§ **Task inputs**:
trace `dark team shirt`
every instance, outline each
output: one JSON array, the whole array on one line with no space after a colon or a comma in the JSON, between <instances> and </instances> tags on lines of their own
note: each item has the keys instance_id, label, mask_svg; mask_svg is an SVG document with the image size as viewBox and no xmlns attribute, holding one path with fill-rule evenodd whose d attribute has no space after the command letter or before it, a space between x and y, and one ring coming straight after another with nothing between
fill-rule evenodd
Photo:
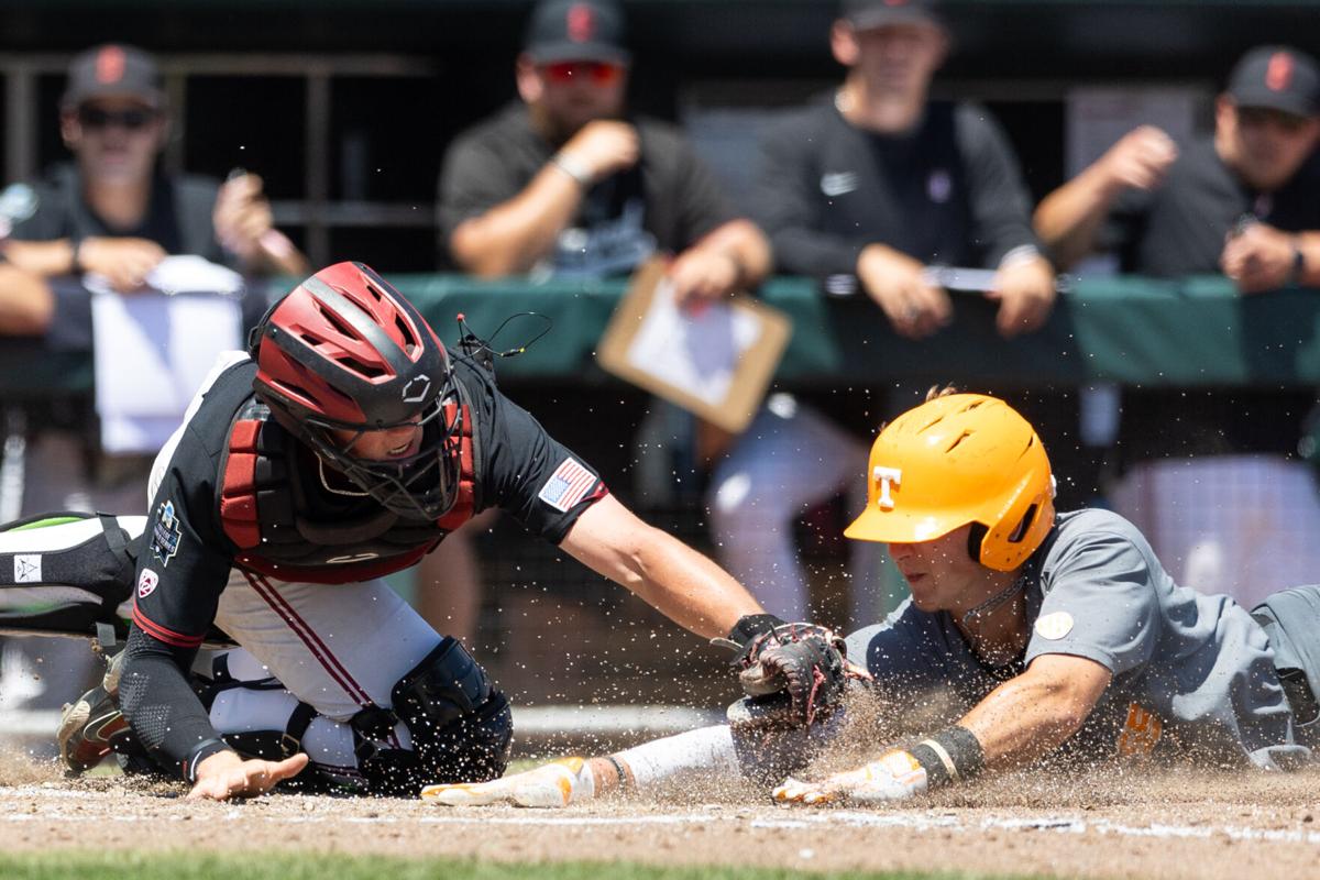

§ **The exercise**: Copy the material above word for word, leaving out the picture.

§ **Response to this task**:
trace `dark team shirt`
every instance, outline each
output: one JSON array, the whole array on one line with no space after a colon or a comma in the JSON, between <instances> and </instances> tags on lines of their own
note: each item has the keys instance_id, label, mask_svg; mask_svg is an SVG document with the image size as viewBox and no xmlns attribute, holding one path with fill-rule evenodd whose d attribute has no space after the command letter or before it, a space between x and y, and one ring coming straight after another with nothing between
fill-rule evenodd
Photo:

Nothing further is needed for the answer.